**STORED DATA:**

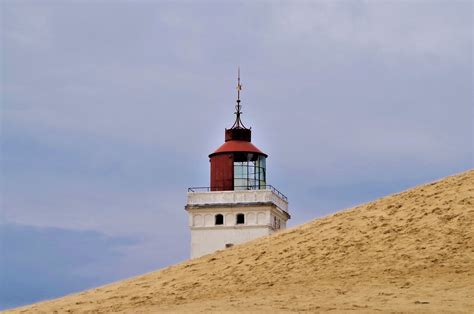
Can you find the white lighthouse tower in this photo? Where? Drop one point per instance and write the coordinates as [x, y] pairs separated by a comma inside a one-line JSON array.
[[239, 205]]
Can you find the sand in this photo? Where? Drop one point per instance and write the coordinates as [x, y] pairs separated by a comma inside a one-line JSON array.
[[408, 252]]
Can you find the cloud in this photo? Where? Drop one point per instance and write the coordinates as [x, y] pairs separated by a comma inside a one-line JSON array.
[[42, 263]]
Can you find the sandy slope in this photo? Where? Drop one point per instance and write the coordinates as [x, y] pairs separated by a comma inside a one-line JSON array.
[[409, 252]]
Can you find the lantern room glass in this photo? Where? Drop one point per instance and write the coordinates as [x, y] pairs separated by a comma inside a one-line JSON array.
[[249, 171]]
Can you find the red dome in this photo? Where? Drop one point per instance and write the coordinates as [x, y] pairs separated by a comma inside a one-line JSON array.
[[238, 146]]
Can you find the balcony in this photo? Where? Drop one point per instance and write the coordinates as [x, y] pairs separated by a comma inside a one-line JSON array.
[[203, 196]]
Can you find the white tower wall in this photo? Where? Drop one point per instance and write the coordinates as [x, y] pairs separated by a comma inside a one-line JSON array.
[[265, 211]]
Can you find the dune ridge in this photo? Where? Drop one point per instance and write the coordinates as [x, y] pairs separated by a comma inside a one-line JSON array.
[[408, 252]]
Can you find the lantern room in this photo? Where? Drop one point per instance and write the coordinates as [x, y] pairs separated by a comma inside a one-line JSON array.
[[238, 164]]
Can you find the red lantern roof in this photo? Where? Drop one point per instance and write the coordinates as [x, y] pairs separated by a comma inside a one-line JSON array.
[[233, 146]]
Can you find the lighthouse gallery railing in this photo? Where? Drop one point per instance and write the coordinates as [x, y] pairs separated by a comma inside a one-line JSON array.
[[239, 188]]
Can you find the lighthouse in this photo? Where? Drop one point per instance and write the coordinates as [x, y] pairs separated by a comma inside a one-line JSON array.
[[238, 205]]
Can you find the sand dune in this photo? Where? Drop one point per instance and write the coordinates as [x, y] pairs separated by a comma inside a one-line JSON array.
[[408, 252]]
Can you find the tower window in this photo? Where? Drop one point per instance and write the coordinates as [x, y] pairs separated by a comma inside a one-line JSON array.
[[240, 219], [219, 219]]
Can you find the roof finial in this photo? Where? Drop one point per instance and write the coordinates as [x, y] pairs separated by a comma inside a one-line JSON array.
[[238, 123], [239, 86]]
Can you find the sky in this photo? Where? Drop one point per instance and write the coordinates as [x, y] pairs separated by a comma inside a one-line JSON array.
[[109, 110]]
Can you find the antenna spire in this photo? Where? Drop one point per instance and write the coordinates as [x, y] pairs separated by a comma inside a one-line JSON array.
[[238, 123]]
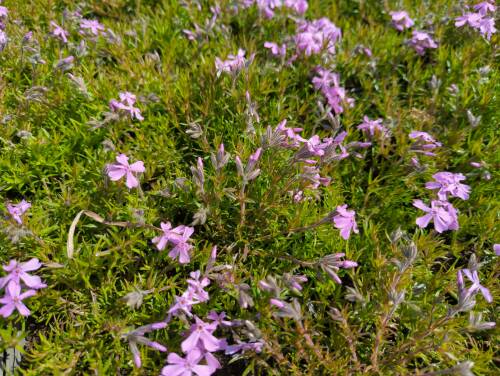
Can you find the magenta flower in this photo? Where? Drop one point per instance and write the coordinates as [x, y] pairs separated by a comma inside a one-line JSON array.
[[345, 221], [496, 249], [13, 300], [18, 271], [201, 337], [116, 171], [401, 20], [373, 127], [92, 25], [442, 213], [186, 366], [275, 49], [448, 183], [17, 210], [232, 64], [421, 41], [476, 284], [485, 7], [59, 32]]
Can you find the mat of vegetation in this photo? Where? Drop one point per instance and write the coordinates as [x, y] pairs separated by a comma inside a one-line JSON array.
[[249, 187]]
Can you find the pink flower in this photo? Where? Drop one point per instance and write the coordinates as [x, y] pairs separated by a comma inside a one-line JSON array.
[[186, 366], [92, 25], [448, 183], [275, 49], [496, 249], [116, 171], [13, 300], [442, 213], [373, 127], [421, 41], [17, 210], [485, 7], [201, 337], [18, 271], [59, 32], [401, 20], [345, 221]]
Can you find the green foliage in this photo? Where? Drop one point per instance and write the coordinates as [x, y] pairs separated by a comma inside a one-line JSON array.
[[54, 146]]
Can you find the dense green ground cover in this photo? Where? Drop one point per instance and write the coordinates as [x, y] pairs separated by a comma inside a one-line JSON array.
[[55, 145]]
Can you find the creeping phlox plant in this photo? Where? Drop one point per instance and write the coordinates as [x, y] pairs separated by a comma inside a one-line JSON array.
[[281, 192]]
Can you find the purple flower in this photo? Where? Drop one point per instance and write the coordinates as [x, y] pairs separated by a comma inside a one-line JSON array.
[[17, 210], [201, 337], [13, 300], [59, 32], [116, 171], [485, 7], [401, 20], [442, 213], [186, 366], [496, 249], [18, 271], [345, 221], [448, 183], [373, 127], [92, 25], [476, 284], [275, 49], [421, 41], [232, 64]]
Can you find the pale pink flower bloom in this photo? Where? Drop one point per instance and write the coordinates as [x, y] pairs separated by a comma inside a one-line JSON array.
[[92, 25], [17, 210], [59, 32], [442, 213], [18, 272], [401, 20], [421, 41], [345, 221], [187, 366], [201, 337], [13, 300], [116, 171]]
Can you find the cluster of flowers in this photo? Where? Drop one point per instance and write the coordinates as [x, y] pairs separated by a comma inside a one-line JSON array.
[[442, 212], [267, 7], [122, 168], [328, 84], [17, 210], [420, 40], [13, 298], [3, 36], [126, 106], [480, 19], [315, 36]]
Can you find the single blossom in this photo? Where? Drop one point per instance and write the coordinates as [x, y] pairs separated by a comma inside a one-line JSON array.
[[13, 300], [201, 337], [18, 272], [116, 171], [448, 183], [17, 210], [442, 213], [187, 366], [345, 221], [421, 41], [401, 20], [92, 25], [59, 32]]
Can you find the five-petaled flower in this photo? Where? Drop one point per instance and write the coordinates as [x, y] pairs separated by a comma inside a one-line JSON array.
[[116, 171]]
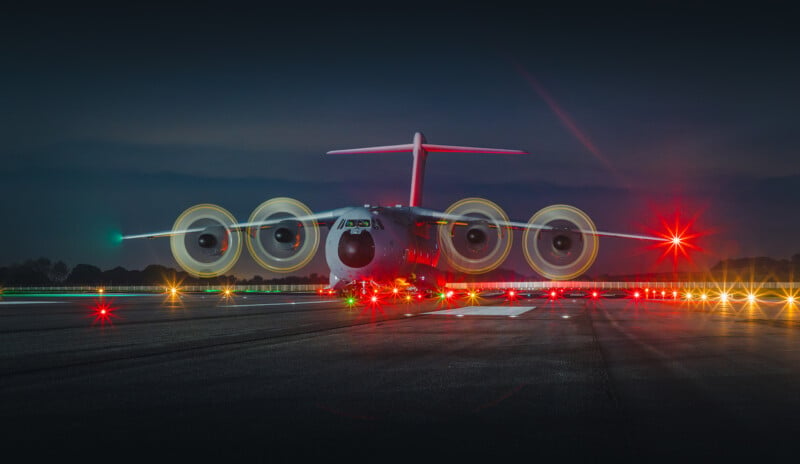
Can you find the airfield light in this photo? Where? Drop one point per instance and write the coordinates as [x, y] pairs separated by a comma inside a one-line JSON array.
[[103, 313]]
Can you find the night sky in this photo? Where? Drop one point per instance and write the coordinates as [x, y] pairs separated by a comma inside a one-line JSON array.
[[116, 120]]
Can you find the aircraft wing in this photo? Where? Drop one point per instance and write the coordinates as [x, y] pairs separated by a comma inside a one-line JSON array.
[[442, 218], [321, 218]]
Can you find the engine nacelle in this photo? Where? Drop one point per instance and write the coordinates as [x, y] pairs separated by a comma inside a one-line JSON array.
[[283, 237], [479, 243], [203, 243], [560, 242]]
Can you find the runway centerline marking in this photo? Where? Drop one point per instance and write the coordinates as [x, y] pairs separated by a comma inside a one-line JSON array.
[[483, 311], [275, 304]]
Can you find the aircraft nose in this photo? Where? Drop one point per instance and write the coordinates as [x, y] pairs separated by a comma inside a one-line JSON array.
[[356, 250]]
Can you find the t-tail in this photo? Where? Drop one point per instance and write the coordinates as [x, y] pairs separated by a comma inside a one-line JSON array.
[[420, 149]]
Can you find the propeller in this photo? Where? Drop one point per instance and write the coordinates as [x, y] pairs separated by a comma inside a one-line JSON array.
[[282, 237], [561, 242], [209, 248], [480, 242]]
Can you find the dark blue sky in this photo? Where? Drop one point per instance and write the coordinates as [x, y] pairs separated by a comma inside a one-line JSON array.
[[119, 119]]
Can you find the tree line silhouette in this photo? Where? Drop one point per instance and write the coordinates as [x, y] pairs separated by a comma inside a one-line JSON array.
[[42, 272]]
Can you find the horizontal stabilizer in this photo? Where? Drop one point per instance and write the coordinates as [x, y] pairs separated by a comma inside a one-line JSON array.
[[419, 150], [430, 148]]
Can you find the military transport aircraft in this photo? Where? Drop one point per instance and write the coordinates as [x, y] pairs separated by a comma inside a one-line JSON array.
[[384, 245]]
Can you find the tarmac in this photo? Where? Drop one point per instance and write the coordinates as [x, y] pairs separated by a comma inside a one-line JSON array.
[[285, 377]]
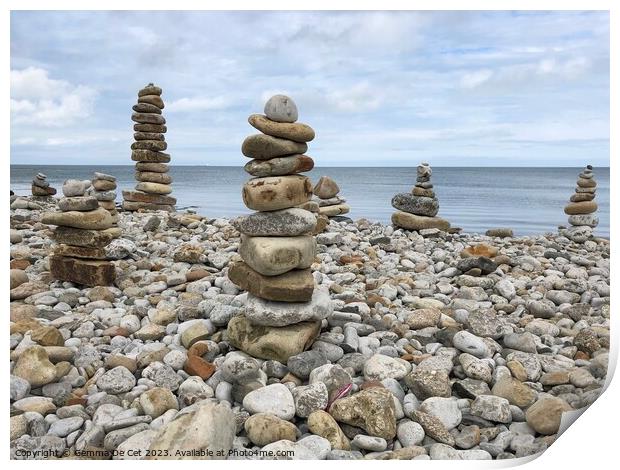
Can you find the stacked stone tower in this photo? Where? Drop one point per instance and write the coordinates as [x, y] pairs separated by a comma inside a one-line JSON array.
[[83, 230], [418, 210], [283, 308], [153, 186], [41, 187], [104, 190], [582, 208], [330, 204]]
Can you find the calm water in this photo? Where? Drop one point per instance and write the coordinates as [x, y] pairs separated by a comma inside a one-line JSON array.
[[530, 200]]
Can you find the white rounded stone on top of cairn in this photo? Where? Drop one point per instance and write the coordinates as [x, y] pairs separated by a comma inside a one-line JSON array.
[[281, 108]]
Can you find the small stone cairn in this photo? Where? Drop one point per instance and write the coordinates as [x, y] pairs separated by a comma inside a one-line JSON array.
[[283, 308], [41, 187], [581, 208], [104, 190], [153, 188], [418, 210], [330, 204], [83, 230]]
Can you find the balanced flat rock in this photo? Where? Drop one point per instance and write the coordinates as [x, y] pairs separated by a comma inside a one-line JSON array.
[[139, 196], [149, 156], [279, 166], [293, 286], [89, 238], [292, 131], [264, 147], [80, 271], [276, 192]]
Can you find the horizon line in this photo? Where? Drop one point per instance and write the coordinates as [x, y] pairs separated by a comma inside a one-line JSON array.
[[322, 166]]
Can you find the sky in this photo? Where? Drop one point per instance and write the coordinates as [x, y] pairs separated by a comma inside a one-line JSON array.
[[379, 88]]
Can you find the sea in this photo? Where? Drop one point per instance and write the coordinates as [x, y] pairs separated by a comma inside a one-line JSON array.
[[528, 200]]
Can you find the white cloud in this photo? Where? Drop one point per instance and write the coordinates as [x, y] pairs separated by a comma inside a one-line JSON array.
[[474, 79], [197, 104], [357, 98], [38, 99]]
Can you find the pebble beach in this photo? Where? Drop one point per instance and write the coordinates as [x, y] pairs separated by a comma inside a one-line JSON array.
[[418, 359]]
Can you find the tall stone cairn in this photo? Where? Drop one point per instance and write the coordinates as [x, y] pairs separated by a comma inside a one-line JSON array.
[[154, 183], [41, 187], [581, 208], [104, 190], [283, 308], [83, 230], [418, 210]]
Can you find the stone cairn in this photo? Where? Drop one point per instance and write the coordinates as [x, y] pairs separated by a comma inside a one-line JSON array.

* * *

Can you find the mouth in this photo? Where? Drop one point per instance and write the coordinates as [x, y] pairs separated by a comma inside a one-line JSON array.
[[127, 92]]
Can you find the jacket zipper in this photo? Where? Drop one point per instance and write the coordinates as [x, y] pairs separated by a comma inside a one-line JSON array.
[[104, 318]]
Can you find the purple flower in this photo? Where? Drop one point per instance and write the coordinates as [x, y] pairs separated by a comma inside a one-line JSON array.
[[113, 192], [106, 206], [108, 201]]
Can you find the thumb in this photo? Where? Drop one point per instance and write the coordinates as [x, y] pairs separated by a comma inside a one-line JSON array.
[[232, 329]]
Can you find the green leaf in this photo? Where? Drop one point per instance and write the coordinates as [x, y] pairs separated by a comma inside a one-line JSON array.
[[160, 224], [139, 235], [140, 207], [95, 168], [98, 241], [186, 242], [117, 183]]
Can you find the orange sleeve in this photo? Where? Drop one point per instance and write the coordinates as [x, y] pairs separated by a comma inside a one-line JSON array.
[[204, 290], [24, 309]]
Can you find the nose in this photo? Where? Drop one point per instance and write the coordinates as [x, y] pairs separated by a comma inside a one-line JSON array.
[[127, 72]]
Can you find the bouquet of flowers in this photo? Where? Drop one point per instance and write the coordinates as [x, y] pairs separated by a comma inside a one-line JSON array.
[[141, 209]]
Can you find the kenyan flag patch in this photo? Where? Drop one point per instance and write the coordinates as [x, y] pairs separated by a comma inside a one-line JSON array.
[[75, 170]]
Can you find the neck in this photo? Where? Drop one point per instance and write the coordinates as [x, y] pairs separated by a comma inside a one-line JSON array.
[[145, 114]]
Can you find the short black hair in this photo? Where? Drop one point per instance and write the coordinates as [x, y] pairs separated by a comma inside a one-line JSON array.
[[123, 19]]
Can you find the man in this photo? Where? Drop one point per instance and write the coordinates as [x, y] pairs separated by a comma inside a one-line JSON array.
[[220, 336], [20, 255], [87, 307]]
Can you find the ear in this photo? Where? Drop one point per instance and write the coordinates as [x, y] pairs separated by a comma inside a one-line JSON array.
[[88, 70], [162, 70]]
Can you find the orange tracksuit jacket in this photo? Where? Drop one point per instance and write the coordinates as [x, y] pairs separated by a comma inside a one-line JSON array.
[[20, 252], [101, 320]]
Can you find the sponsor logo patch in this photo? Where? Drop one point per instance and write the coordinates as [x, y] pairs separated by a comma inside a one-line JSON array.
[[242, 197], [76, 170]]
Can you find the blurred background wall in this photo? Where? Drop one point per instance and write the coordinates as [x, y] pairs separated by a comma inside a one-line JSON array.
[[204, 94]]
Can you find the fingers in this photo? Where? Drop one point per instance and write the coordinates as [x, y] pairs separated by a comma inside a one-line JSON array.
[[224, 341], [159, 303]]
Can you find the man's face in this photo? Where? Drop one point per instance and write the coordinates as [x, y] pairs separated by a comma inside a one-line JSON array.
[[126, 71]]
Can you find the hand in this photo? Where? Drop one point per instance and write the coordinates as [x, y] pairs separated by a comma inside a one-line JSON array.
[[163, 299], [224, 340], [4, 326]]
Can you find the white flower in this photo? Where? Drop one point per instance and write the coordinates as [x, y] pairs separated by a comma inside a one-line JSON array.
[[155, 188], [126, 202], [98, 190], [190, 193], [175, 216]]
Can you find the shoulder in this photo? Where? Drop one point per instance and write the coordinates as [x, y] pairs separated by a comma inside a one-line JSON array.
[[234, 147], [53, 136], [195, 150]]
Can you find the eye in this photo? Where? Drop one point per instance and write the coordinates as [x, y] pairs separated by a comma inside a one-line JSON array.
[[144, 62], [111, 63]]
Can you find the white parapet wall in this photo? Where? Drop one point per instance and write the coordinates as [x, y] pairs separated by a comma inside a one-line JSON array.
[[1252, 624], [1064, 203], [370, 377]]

---

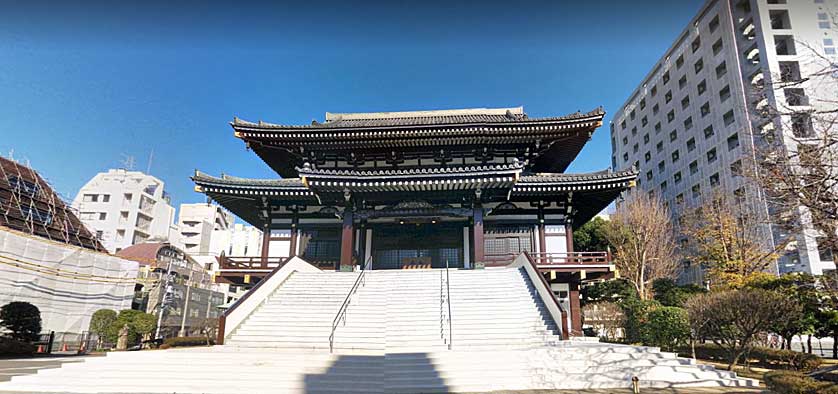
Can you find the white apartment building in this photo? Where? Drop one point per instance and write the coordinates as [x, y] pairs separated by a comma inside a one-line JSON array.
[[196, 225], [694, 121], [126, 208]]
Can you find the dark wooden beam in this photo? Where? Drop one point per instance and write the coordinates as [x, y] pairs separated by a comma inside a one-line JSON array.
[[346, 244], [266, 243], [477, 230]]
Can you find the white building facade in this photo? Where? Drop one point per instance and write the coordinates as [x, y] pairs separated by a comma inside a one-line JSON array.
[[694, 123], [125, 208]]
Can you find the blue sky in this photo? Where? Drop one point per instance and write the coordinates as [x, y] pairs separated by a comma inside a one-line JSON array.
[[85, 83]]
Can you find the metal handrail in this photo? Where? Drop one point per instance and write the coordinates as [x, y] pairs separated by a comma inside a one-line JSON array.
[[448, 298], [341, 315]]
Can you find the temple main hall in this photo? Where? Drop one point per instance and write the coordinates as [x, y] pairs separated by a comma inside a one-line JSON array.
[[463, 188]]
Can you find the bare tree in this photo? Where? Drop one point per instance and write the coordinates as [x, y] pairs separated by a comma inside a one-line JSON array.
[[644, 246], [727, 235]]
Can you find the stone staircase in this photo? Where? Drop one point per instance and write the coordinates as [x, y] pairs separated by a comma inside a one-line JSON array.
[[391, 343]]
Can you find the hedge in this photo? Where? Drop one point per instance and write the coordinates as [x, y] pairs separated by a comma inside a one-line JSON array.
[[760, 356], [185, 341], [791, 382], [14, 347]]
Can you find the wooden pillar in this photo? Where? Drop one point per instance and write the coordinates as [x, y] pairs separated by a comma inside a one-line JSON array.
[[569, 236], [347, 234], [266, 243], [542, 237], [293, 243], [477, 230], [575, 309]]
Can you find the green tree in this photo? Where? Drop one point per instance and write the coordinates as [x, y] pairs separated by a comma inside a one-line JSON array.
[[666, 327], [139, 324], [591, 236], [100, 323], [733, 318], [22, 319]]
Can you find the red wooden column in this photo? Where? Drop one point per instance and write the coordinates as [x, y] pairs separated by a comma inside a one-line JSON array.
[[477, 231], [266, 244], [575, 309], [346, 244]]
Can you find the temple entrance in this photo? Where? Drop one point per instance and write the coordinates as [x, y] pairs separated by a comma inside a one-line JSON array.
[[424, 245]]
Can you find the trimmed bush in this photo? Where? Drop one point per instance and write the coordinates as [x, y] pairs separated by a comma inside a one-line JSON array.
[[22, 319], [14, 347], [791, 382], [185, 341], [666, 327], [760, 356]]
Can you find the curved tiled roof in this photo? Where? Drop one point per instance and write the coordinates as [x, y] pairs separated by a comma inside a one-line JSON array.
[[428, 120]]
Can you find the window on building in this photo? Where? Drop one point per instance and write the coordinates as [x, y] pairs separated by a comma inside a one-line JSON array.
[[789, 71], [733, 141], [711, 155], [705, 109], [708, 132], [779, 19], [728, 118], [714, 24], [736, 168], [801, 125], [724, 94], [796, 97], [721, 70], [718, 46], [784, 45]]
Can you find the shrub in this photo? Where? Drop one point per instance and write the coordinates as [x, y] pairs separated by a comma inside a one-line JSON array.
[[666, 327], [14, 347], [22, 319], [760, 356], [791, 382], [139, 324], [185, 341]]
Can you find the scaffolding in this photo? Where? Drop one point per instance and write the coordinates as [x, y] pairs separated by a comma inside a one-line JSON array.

**THE EXERCISE:**
Copy the entries out again word for word, starting with the line that contains "Can you find the white lighthouse" and stopping after the line that contains "[[239, 205]]".

**TASK RESPONSE:**
Can you find the white lighthouse tower in this photo? Where? Drop one point per instance and write the coordinates as [x, y] pairs separated by a comma inside a one-line JSON array.
[[239, 205]]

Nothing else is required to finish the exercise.